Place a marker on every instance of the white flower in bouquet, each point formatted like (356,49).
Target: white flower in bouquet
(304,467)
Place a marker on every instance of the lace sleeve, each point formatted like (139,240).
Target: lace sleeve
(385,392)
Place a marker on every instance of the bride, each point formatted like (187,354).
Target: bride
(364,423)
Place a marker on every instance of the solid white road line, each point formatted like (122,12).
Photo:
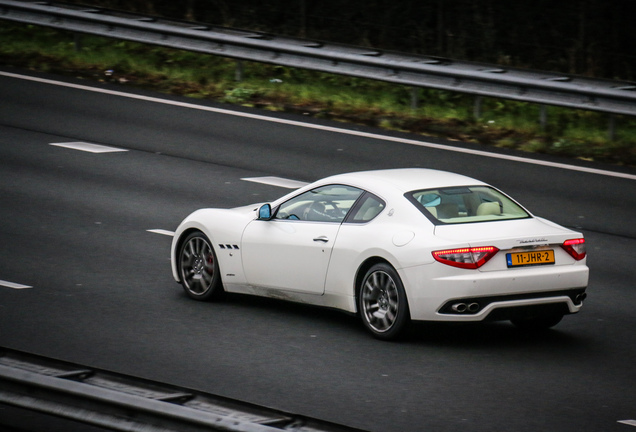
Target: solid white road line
(324,128)
(89,147)
(277,181)
(13,285)
(162,232)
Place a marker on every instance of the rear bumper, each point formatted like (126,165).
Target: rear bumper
(492,295)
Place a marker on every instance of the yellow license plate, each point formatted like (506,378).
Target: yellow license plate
(519,259)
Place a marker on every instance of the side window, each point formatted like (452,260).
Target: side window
(368,208)
(324,204)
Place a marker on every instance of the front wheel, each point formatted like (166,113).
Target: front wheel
(198,268)
(382,302)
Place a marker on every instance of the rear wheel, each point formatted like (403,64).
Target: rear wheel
(382,302)
(198,268)
(537,323)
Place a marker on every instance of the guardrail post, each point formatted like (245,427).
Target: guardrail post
(415,98)
(612,127)
(77,40)
(477,107)
(238,72)
(543,117)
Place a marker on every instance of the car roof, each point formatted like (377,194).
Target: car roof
(403,179)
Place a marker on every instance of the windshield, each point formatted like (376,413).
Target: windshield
(465,204)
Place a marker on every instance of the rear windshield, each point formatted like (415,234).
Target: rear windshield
(465,204)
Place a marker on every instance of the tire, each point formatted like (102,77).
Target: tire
(198,268)
(538,323)
(382,302)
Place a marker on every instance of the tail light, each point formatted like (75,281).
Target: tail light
(575,247)
(468,258)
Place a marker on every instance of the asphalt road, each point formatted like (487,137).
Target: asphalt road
(74,227)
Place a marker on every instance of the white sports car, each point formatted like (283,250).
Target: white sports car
(391,246)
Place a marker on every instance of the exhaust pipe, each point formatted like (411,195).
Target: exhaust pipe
(463,307)
(473,307)
(459,307)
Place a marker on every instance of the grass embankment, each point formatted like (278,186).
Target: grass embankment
(507,124)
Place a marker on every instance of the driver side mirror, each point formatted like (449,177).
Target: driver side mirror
(265,212)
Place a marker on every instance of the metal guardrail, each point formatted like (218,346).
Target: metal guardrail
(124,403)
(547,88)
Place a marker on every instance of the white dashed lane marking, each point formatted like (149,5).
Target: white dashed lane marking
(89,147)
(13,285)
(276,181)
(162,232)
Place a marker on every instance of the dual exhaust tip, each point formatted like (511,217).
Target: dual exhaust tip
(466,307)
(471,308)
(579,298)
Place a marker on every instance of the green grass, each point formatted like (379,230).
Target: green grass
(505,124)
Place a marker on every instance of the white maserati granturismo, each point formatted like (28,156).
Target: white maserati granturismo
(391,246)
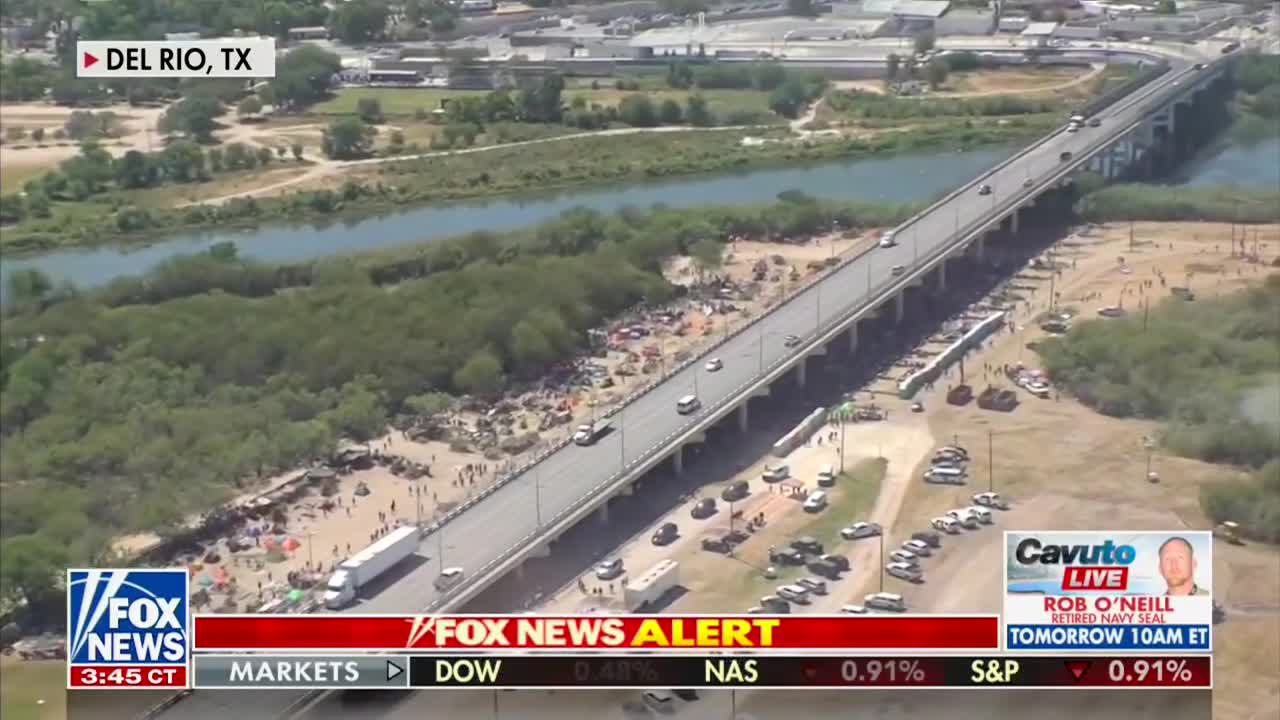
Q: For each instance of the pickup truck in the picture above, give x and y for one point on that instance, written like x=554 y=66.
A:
x=590 y=432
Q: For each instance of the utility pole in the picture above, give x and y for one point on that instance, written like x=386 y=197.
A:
x=882 y=560
x=991 y=460
x=842 y=423
x=538 y=496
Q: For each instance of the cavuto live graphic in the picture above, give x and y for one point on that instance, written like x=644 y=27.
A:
x=1109 y=591
x=127 y=628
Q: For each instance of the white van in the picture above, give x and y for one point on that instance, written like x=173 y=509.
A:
x=688 y=404
x=981 y=513
x=885 y=601
x=827 y=475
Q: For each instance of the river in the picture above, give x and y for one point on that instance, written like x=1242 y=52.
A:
x=896 y=178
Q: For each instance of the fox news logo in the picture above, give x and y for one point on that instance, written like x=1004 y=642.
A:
x=127 y=618
x=1084 y=566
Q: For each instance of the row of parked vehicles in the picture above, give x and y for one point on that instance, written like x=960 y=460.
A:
x=949 y=466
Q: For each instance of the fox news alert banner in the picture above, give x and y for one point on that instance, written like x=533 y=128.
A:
x=1109 y=591
x=128 y=629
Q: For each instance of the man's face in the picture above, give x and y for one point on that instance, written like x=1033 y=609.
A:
x=1176 y=565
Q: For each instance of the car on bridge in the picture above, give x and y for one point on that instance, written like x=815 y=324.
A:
x=609 y=569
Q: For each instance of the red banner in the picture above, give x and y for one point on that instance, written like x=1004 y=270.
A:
x=612 y=632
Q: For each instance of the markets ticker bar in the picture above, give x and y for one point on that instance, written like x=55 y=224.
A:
x=568 y=671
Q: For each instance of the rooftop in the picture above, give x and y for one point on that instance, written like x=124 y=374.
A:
x=1040 y=28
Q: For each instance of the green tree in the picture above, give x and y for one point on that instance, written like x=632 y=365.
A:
x=348 y=137
x=193 y=117
x=369 y=109
x=302 y=77
x=696 y=112
x=670 y=112
x=481 y=374
x=359 y=21
x=135 y=169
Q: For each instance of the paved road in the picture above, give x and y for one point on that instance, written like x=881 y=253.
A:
x=508 y=516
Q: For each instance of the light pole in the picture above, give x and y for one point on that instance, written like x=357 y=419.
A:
x=538 y=496
x=882 y=560
x=991 y=460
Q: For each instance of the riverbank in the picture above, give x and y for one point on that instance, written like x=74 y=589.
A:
x=494 y=172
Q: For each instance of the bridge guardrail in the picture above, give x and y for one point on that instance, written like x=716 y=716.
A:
x=819 y=336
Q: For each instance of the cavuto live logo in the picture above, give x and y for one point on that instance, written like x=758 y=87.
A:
x=127 y=628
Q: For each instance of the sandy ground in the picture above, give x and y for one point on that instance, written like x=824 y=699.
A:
x=995 y=82
x=318 y=538
x=1064 y=465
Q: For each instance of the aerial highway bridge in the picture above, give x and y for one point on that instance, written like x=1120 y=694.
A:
x=520 y=518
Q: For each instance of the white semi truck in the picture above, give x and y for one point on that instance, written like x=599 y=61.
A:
x=652 y=584
x=361 y=569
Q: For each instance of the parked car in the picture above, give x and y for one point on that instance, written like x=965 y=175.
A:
x=816 y=502
x=932 y=540
x=918 y=548
x=666 y=533
x=905 y=572
x=859 y=531
x=813 y=584
x=794 y=593
x=807 y=545
x=885 y=601
x=837 y=560
x=609 y=569
x=736 y=491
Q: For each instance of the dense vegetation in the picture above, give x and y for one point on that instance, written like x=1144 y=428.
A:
x=1136 y=201
x=131 y=406
x=1210 y=369
x=539 y=167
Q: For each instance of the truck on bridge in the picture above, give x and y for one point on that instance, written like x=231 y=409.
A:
x=369 y=564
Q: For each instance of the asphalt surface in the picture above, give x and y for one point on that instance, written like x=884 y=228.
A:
x=510 y=516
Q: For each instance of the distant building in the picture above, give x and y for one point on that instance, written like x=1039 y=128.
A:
x=1040 y=33
x=309 y=32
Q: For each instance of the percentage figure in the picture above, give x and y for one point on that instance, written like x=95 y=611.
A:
x=910 y=670
x=1178 y=670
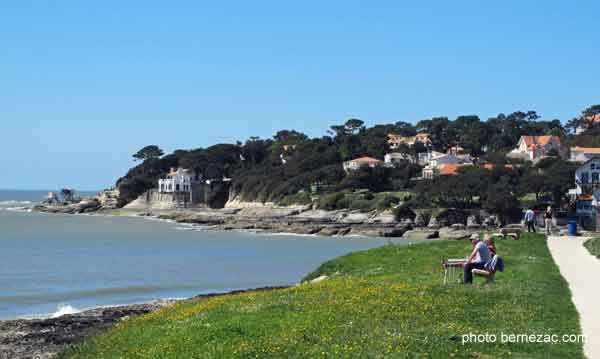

→ **Written problem**
Copy all of the records above word for word, leaving out the pictures.

→ **The output**
Place a marker on every instance of the white flower in bouquet, each point formatted like (356,49).
Target: white flower in bouquet
(304,467)
Place a marker on every instance of the lace sleeve, each point formatted like (139,240).
Target: lace sleeve
(385,392)
Place a marker on every instance of the bride, each point formatted like (187,354).
Target: bride
(364,423)
Place a marker on every instance of the solid white road line, each point formatted like (122,12).
Photo:
Target: solid white road line
(324,128)
(89,147)
(277,181)
(13,285)
(162,232)
Place a marker on every instance of the rear bumper, each point formatted like (126,165).
Target: rear bumper
(492,295)
Place a marker on every instance of the yellow license plate, each point formatted like (506,378).
Target: yellow license plate
(519,259)
Place a marker on every instance of the side window, each point formatted like (452,260).
Target: side window
(368,208)
(324,204)
Place a marker on every instance of the front wheel, each point formatted like (166,113).
Target: front wheel
(198,268)
(382,302)
Place a marker on every instance of the rear wheel, each point formatted like (403,64).
Target: rear wheel
(382,302)
(198,268)
(537,323)
Place a marker on every instance of the guardrail post, each point formatted like (245,427).
Target: guardrail post
(415,98)
(612,127)
(77,40)
(477,107)
(238,72)
(543,117)
Place a marker on every instance of the car roof, each point formatted like (377,194).
Target: car roof
(403,179)
Place a marker on every instance of the windshield, each point formatted like (376,413).
Target: windshield
(465,204)
Place a marker on every instance of the rear windshield, each point formatted like (415,234).
Target: rear windshield
(465,204)
Place a marker on every instance of the tire, each point formatted like (102,77).
Target: tire
(198,268)
(538,323)
(382,302)
Place a marker on every instance of the tail light, each point formatted like (75,281).
Target: tail light
(575,247)
(468,258)
Place a marker on every instance of the asphalt road, each point formatted like (487,137).
Target: asphalt road
(74,227)
Place a marker on every instance of the white sports car, each point formatted like (283,250).
Target: white sports car
(391,246)
Place a marker on every instance of the exhaust pipe, each point formatted like (411,195).
Target: exhaust pipe
(463,307)
(473,307)
(459,307)
Place a marker on every instance of the grass embankment, each point formatted like (278,186).
Target: grass embankment
(507,124)
Place a marker on every instance of the driver side mirror, each point formatted like (449,177).
Target: driver side mirror
(265,212)
Place a marker on every instance of the metal guardrail, each point formatted like (218,346).
Target: metal guardrail
(124,403)
(547,88)
Place a marker on every instance of the white dashed lane marking, each point formatted like (149,5).
Target: white dashed lane marking
(89,147)
(13,285)
(276,181)
(162,232)
Place a marker on every instance of the dual exhaust tip, each point formatted like (511,217).
Target: dual exhaust tip
(466,307)
(471,308)
(579,298)
Place a marker on every instance of the green grass, each point formatted like (379,230).
Target: green grass
(505,124)
Place a marker on every instance of the white maserati granturismo, each point formatted like (28,156).
Target: white maserati granturismo
(391,246)
Q: For each instance of the pickup truck in the picture above, give x and y for one point on that instance, written like x=554 y=66.
A:
x=590 y=432
Q: For each instance of the utility pole in the picture above, give x and y for one point on that instance, written like x=386 y=197.
A:
x=882 y=560
x=991 y=460
x=842 y=423
x=538 y=496
Q: For each instance of the cavuto live graphic in the picture above, give x and y for one point on that instance, written like x=644 y=27.
A:
x=1109 y=591
x=127 y=628
Q: For each instance of the white van in the picture above, give x and y for one point on that instance, written like x=173 y=509.
A:
x=688 y=404
x=981 y=513
x=885 y=601
x=827 y=475
Q: For each instance of the river in the picture above, give x and y for one point on that instance, written like x=1242 y=52.
A:
x=896 y=178
Q: For each instance of the fox news logo in the picture above, give x and y for one point on that instance, written like x=1004 y=642.
A:
x=127 y=618
x=1084 y=566
Q: For each instance of the row of parked vehicles in the picture above, give x and y for one point on that instance, written like x=960 y=460.
A:
x=949 y=466
Q: For each instance of the fox news alert banner in the picture above, give x and y for one point on that instance, written like x=533 y=128.
A:
x=1109 y=591
x=128 y=629
Q: For each instance of the man's face in the picture above, give x and y for one point on that instance, written like x=1033 y=609.
A:
x=1176 y=565
Q: For each instance of the car on bridge in the picture above, give x and y for one point on that instance, written like x=815 y=324.
A:
x=609 y=569
Q: For each instance of the red banner in the picture above, give x and y for one point on that instance, written like x=1004 y=270.
A:
x=612 y=632
Q: For each instance of the markets ticker bar in the picture above, give x and y for one point on that instance, written like x=55 y=224.
A:
x=568 y=671
Q: For each instance of the rooftop in the picture above, give x and y for one point on that instance, written like x=124 y=374.
A:
x=1040 y=28
Q: For each instance of the green tree in the picture above, give x and y for one point on that instance, written like x=632 y=365.
A:
x=348 y=137
x=193 y=117
x=369 y=109
x=302 y=77
x=696 y=112
x=670 y=112
x=481 y=374
x=359 y=21
x=135 y=169
Q: For each instance of the paved road in the picture above, give x and y for one point on that instance, written like x=881 y=253.
A:
x=508 y=516
Q: For each instance of the light pole in the picture above, give x and y for one point on that instance, written like x=357 y=419.
A:
x=538 y=496
x=882 y=560
x=991 y=460
Q: For each instance of the riverbank in the picture above, give x and y for one point on that instance, written like x=74 y=589.
A:
x=494 y=172
Q: For each instance of the bridge guardrail in the picture above, give x and y for one point on that instance, written like x=716 y=716.
A:
x=819 y=336
Q: For each instance of the cavuto live logo in the picture above, give x and y for one point on that instance, written like x=758 y=87.
A:
x=127 y=628
Q: For each instance of the sandy ground in the picture above, give x and y for one point on that instance, written like x=824 y=699.
A:
x=995 y=82
x=318 y=538
x=1064 y=465
Q: For each instance of the aerial highway bridge in the picture above, give x and y for one point on that instance, written like x=1120 y=694.
A:
x=520 y=518
Q: For each instance of the white semi truck in the picture above, give x and y for one point on that instance, written like x=599 y=61.
A:
x=652 y=584
x=361 y=569
Q: For each instance of the parked car in the picture above, give x and y for one point on that instance, written like x=965 y=175.
A:
x=816 y=502
x=932 y=540
x=918 y=548
x=666 y=533
x=905 y=572
x=859 y=531
x=813 y=584
x=794 y=593
x=807 y=545
x=885 y=601
x=837 y=560
x=609 y=569
x=736 y=491
Q: For each instance of the dense vegetation in the picture above, give x and y for one point on that instance, written like x=1144 y=428.
A:
x=1136 y=201
x=131 y=406
x=1210 y=369
x=539 y=167
Q: For each instance of the truck on bridge in the picture above, give x and y for one point on that instance, written like x=231 y=409.
A:
x=369 y=564
Q: For each instance of the asphalt surface in the picture above, give x and y for one point on that instance, written like x=884 y=228.
A:
x=510 y=516
Q: For each instance of the distant building in the picture above, give x and y for one point on that instance, written like x=1039 y=128.
A:
x=1040 y=33
x=309 y=32
Q: For each instance of the percentage figure in the picture above, give x and y for one point on that instance, written like x=95 y=611.
A:
x=910 y=670
x=1178 y=670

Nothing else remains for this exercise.